> _PASSAGE TO READ_
------------------------------------------------------------

As far as the sponge filters are concerned I keep extras running in grow out tanks and breeding tanks.Then when I lose power I can move them to display tanks and run them on the cheap battery operated air pumps. If I was running a sump that would be where I would keep them running until I needed them in tank. I live in an area that is prone to outages in summer and winter alike. So I am just used to wondering if ammonia is going to build up. This method cures that. As far as lighting goes I would look into some of the larger LED setups for possibly growing plants in the future. I grow java fern and anubias pretty well with just single T8 lights in 125 gallon tanks.


----------



## secure1347 (Jan 12, 2014)

Thanks again. I don't get many power outtages and if I do, it's only for a minute. I will plan accordingly though however.

I was hoping I could find a 2 light fixture with some lunar leds. I was thinking a 10,000k bulb and an actinic bulb since it would be a nice balance. I haven't found any 2 bulb + LED fixtures yet though. Also, I was hoping for a built in timer to control day/night modes.

------------------------------------------------------------

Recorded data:
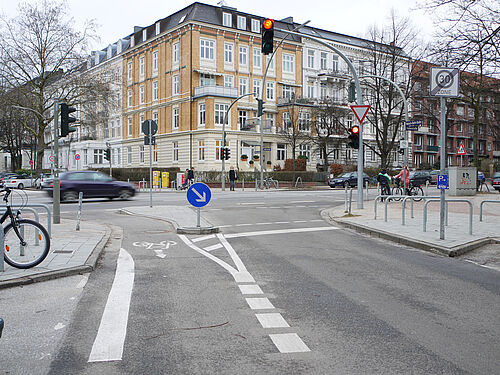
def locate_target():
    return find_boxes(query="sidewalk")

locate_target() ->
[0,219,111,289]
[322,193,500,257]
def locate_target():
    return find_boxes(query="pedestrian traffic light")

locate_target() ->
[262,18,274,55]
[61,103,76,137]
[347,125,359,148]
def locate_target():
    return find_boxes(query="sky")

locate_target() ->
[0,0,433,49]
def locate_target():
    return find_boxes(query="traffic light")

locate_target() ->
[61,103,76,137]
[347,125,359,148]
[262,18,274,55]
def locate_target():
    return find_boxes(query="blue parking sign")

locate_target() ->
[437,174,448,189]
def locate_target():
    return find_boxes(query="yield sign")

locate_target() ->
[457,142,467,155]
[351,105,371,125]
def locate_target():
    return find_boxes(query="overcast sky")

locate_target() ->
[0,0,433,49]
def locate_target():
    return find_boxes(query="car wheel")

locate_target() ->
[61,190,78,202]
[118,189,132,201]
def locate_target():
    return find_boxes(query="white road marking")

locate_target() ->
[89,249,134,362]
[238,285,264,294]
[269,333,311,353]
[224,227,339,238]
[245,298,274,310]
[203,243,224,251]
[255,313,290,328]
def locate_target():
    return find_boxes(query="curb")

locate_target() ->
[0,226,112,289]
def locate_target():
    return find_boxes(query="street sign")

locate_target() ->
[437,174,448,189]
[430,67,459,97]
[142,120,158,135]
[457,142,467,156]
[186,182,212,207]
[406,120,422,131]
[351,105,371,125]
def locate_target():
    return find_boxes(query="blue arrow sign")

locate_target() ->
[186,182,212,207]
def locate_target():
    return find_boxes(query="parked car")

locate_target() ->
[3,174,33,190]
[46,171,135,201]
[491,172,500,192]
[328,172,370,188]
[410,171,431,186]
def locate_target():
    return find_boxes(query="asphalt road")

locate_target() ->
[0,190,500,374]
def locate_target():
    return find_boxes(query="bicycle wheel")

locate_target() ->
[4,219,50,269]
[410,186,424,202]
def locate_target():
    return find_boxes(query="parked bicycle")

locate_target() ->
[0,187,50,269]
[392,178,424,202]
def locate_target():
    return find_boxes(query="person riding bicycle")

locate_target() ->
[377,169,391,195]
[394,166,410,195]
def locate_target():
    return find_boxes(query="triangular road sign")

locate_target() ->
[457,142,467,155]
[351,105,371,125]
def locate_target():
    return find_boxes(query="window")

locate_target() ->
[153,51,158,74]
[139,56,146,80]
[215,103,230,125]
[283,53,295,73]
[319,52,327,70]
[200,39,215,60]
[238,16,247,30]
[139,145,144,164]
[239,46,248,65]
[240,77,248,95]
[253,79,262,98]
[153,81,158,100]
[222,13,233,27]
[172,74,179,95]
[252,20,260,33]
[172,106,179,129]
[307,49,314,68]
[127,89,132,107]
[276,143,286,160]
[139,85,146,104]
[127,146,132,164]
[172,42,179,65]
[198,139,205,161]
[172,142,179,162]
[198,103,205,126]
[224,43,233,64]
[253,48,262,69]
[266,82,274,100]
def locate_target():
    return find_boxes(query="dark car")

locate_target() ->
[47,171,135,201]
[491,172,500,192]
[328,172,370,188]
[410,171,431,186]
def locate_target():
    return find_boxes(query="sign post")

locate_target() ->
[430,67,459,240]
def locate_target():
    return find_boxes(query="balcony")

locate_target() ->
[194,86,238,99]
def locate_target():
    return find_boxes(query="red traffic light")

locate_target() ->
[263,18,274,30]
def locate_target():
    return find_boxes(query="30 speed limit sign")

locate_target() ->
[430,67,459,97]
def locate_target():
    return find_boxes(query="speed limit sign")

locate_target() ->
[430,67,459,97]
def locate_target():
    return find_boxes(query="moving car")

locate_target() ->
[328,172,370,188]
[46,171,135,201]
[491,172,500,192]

------------------------------------------------------------

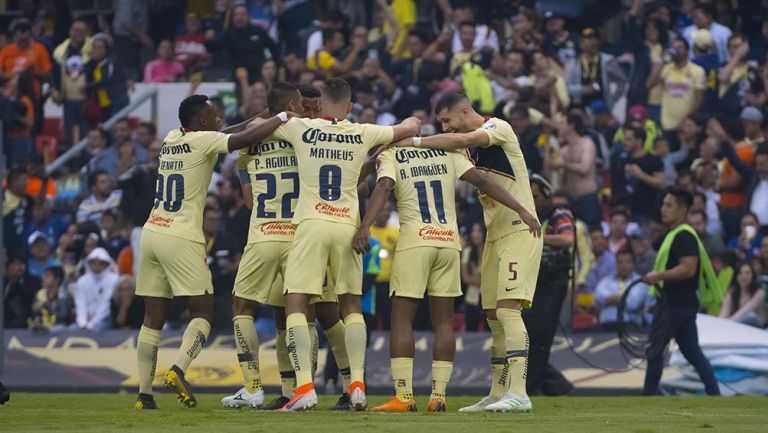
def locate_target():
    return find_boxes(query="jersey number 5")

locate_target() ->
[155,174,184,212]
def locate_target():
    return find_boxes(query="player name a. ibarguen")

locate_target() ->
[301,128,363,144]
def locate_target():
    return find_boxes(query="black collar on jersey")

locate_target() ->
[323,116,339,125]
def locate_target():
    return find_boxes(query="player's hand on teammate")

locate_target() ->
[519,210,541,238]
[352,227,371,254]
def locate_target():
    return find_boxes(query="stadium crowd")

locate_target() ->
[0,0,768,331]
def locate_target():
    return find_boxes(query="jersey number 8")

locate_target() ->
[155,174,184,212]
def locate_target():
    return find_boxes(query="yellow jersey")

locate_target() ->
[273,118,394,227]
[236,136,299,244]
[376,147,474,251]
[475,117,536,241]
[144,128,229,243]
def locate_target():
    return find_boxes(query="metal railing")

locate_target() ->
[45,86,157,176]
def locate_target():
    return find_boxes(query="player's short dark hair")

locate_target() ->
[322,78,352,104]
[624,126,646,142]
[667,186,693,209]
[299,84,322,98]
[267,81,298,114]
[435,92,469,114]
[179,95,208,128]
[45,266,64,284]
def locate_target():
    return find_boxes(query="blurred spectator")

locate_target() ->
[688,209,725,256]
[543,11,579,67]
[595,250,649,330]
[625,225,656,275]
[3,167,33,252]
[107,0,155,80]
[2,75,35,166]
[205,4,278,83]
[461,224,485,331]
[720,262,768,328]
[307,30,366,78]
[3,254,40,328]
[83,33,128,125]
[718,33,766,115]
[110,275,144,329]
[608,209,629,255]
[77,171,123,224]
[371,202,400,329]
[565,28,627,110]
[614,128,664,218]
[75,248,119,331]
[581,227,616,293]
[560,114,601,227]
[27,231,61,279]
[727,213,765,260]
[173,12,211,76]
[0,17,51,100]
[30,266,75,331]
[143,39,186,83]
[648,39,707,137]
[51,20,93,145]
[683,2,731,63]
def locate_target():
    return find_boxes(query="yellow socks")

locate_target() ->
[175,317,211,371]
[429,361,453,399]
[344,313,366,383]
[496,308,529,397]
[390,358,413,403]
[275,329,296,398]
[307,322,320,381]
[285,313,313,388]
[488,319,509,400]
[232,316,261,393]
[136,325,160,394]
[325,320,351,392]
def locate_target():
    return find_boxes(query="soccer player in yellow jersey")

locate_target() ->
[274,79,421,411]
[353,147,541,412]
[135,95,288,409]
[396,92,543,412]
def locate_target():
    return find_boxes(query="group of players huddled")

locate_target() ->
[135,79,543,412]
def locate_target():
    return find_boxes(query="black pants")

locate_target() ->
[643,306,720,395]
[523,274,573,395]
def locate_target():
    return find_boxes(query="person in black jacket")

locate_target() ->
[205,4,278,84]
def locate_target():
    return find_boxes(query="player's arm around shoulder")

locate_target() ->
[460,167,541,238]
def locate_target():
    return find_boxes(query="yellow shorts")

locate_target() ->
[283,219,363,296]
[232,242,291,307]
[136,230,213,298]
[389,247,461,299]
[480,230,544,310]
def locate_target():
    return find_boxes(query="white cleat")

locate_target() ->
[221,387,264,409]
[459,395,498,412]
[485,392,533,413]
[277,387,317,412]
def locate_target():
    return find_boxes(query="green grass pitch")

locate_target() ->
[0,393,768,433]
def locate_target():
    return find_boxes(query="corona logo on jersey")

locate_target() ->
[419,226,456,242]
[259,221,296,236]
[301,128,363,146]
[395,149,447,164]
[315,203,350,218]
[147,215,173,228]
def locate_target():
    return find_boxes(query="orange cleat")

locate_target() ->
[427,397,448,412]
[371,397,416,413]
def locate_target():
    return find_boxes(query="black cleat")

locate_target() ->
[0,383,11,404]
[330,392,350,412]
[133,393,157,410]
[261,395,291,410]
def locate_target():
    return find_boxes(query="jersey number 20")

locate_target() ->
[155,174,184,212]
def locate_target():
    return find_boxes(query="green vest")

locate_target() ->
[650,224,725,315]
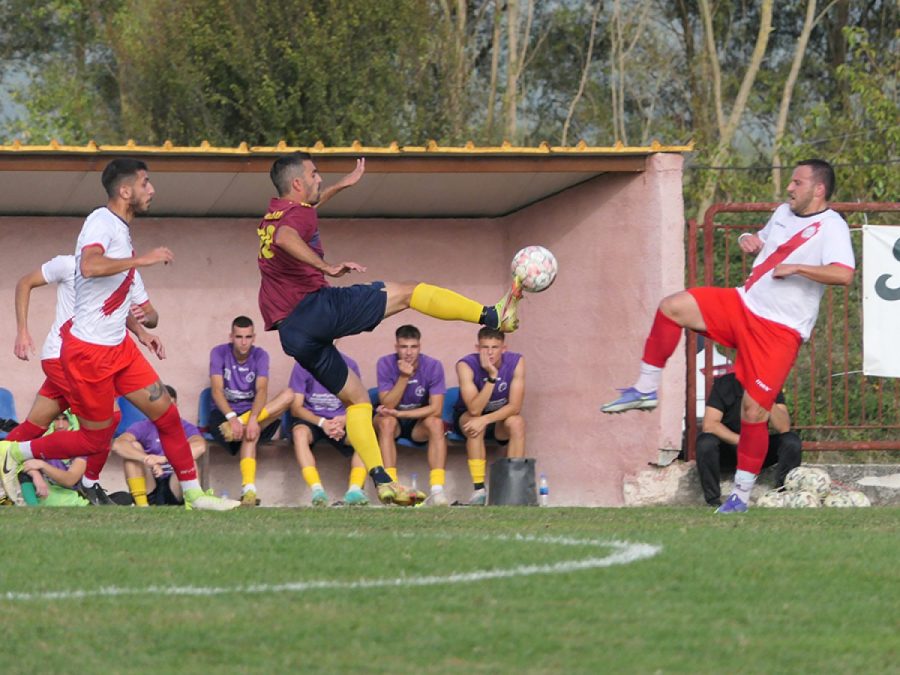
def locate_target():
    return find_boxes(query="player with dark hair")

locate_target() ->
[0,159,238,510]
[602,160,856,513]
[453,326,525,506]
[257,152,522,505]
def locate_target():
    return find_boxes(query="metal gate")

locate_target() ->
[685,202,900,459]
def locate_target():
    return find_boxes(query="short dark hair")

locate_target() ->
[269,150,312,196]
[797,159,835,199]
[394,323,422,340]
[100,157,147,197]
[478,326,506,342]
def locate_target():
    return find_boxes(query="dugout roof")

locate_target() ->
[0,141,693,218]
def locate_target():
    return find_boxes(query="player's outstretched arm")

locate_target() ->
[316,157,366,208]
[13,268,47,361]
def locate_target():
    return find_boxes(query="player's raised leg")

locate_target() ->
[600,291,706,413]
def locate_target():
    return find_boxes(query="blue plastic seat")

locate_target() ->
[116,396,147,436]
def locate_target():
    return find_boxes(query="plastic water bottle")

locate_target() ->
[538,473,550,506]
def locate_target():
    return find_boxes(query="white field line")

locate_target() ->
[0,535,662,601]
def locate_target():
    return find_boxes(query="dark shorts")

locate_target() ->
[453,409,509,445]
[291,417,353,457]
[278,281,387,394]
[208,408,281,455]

------------------------------------------------------------

> _TASK INSTRUCTIONS_
(a) Please repeat the part of the aquarium forum excerpt starting at "As far as the" and ending at "125 gallon tanks.".
(b) Identify every line of the entries that contains the string "dark", matching case exactly.
The aquarium forum excerpt and the entries have no connection to each other.

> _ANSWERS FOR THE EXERCISE_
(a)
As far as the sponge filters are concerned I keep extras running in grow out tanks and breeding tanks.Then when I lose power I can move them to display tanks and run them on the cheap battery operated air pumps. If I was running a sump that would be where I would keep them running until I needed them in tank. I live in an area that is prone to outages in summer and winter alike. So I am just used to wondering if ammonia is going to build up. This method cures that. As far as lighting goes I would look into some of the larger LED setups for possibly growing plants in the future. I grow java fern and anubias pretty well with just single T8 lights in 125 gallon tanks.

(b)
    return find_boxes(query="dark car")
    return find_boxes(query="player's short dark hair")
    return find_boxes(query="player with dark hair")
    return find_boxes(query="short dark hair")
    return find_boxes(query="dark shorts")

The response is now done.